### Assignment
Set down exactly the lines below between the line holding "# Target: tall building with windows" and the line holding "# Target: city building", inclusive; no other line belongs in the answer.

Point localization data
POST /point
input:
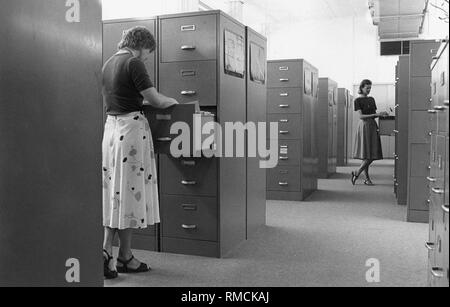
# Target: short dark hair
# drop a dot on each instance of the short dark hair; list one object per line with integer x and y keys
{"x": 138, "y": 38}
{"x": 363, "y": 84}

...

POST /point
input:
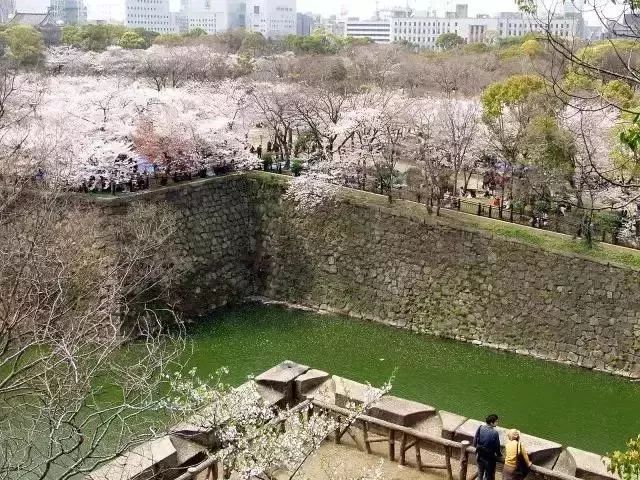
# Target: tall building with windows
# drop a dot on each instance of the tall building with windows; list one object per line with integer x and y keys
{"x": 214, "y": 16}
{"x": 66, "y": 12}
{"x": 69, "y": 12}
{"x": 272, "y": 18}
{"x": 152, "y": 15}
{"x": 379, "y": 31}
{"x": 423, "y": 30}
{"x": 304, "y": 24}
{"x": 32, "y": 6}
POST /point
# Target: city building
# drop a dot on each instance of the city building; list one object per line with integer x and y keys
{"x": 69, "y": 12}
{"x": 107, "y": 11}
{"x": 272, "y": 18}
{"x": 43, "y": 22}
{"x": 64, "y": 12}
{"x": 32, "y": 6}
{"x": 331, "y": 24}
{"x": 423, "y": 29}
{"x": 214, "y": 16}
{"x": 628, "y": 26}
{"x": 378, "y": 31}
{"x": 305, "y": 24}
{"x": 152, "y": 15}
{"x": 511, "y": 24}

### Solution to this exercise
# Target: tall building with windows
# drop a dot on each instance of the tall building with windows; list one object per line with integer x and y keys
{"x": 214, "y": 16}
{"x": 66, "y": 12}
{"x": 69, "y": 12}
{"x": 272, "y": 18}
{"x": 152, "y": 15}
{"x": 379, "y": 31}
{"x": 423, "y": 30}
{"x": 304, "y": 24}
{"x": 32, "y": 6}
POST /point
# Target: city building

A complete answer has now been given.